> Problem: Please lay out every line of the material below as a numbered list, skipping blank lines. Leave the pictures out of your answer.

> Raw records:
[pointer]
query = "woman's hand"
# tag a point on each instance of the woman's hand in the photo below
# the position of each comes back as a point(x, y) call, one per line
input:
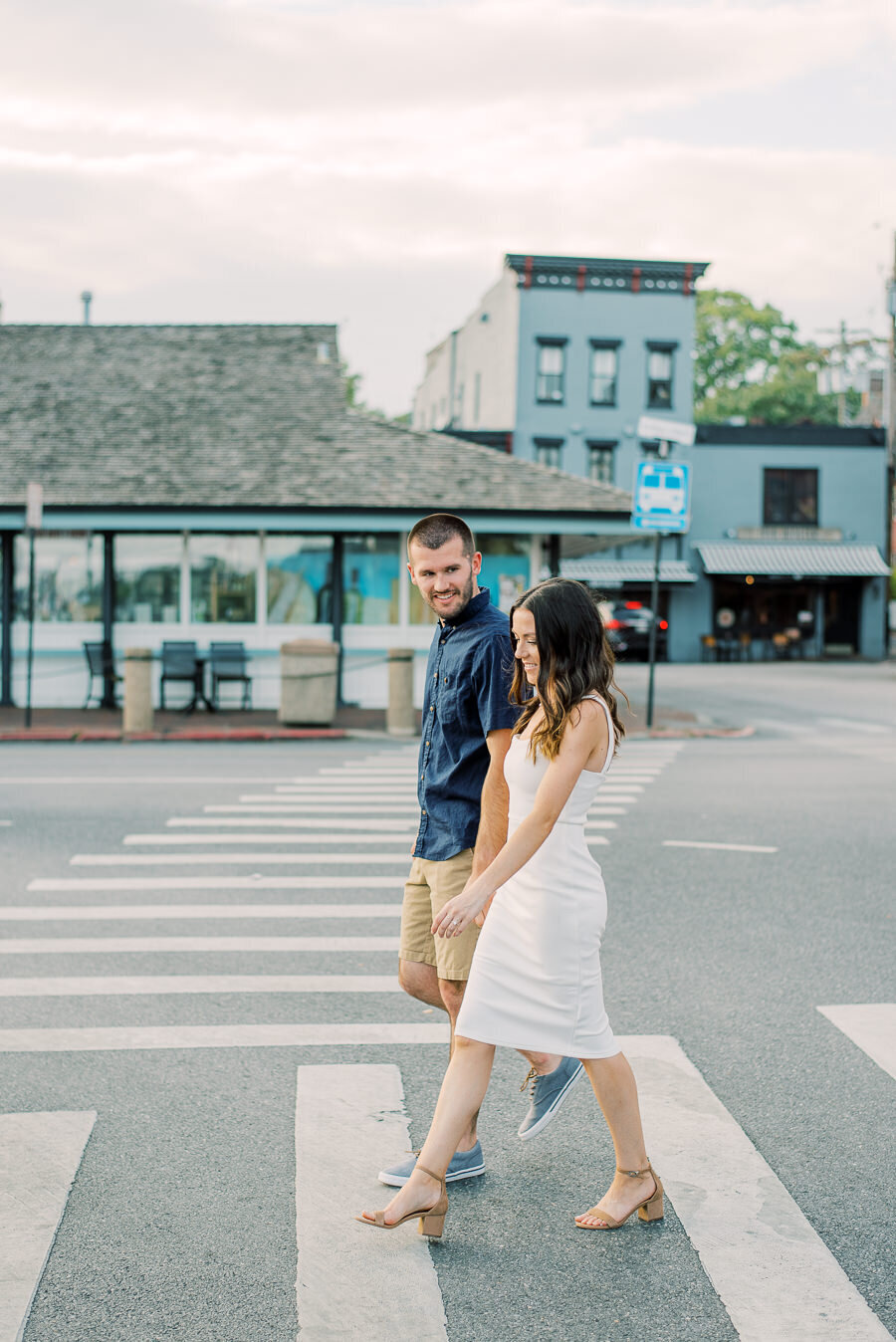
point(460, 911)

> Expected answer:
1. [pointer]
2. query = "woman's hand"
3. # tag a point on each instance of the woman's hand in the photo below
4. # the position of each comes back as a point(x, y) call, one per line
5. input:
6. point(460, 911)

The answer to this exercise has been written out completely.